● Цитируемый отрывок:

Позже он подарил Маркусу Вольфу свою книгу «Die Dolche und die blanke Waffe in Hitlers Deutschland»[8]. Это была серьезная работа о кинжалах, клинках и саблях времен нацизма, чем я тоже интересовался, но в более скромных масштабах. Разумеется, он снабдил книгу дарственной надписью и фразой, приписываемой Наполеону, в которой великий полководец утверждал, что в мире есть только два действенных инструмента: меч и дух, «правда, на протяжении всей исторической перспективы дух всегда побеждал меч».

– Носить бесполезный в современном бою меч было бы слишком архаично и обременительно, – говорил Джонни. – Конечно же, по боевым возможностям кинжал не намного лучше большого кухонного ножа, но обладание кинжалом побуждает человека к осознанию себя воином, а примитивный кухонный нож к этому не располагает. Кинжал, нож, штык-нож, траншейный нож – все это оказалось вполне приемлемым реквизитом и украшением в годы Второй мировой войны.

По словам Джонни, использование девизов и гравирование их на кинжалах восходит, скорее всего, к славным рыцарско-тевтонским временам. На кинжалах штурмовика, эсэсовца или подразделений СС и СА, имеющих одинаковую форму, значились девизы: у СА – «Alles fur Deutschland»[9], у войск СС – «Meine Ehre heiBt Treue»[10]; у RAD[11] – «Mehr sein als scheinen»[12], «Arbeit adelt»[13]; у подразделений гитлерюгенда – «Blut und Ehre»[14]. Кроме того, были кинжалы нацистского Красного Креста или же национал-социалистического летного корпуса (NSFK). Мне показался любопытным, в своем роде, штык-нож с основанием рукояти в форме головы орла. Сабля использовалась как парадное и наградное оружие у офицеров. А сам ритуал вручения офицеру вермахта холодного оружия – сабли, кинжала или подарочного меча с длиной лезвия 70 сантиметров – проводился в торжественной обстановке и в классической форме оккультных наук.

● Материал:
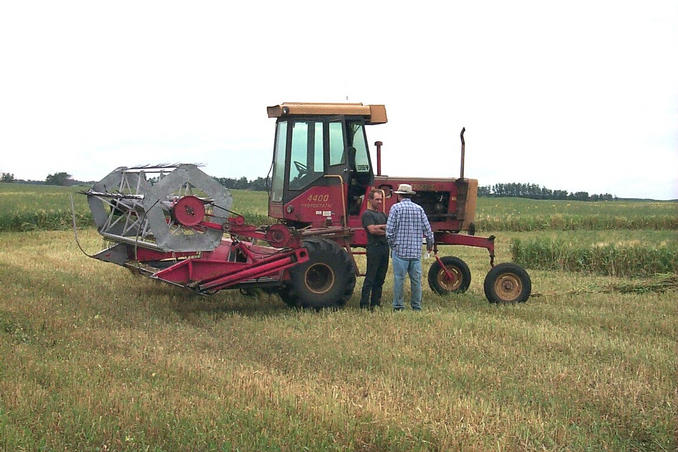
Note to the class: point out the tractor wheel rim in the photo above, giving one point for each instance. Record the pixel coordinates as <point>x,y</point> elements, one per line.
<point>508,287</point>
<point>447,283</point>
<point>319,278</point>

● Задания к работе:
(1) Почему, по словам Джонни из цитируемого отрывка, в годы войны носили кинжал, а не меч и не обычный кухонный нож? Уложитесь в одно–три предложения.
(2) Продолжите отрывок о холодном оружии времен нацизма с предложения, которое идет сразу за последним приведенным.

● Ответы к заданиям:
(1) Меч, бесполезный в современном бою, было бы слишком архаично и обременительно носить. Кухонный нож по боевым возможностям почти не уступает кинжалу, но только кинжал побуждает человека осознавать себя воином.

(2)
– Что касается пистолетов, то они не получили в Третьем рейхе знакового статуса, – рассказывал Джонни. – Но некоторое движение в сторону их символизации имело место – было принято ношение партийными руководителями именного огнестрельного оружия…

Интерес Джонни к продолжению контактов с видным деятелем разведки ГДР сохранялся постоянно и был продолжен в разных формах. При этом первоначально у американца превалировали любопытство и страсть коллекционера. Его интересовало буквально все: от офицерской «гэдээровской» формы, морских и сухопутных кортиков до чудесных клинков с Русского Кавказа и богатой коллекции охотничьих ружей из России. Чисто по-американски Джонни, не церемонясь, называл цену некоторым понравившимся экземплярам из экспозиции, имеющейся у Вольфа.

Удивлял его типично американский интерес к главным фигурам нацистского режима и всему, что было связано с историей Третьего рейха, начиная от Рудольфа Гесса (нацистской фигуры № 3), заместителя фюрера, этого alter ego[15] Гитлера, улетевшего на «Мессершмитте BF-110» 10 мая 1941 года в Великобританию с некоей секретной «мирной миссией».

Джонни даже встречался и разговаривал с последним британским комендантом крепости Шпандау, а тот с подробностями очевидца событий рассказал о бесславном конце заключенного номер один (Рудольфа Гесса или, может быть, его двойника), кончина которого 17 августа 1987 года более походила на убийство, чем на суицид. Комендант поведал ему также об Альберте Шпеере, личном архитекторе Гитлера, сподвижнике фюрера, единственном, кто признал в Нюрнберге свою вину в преступных деяниях нацистского режима, и отсидевшего 20-летний срок в тюрьме (янки сумел приобрести его мемуары «Внутри Третьего рейха» с дарственной надписью).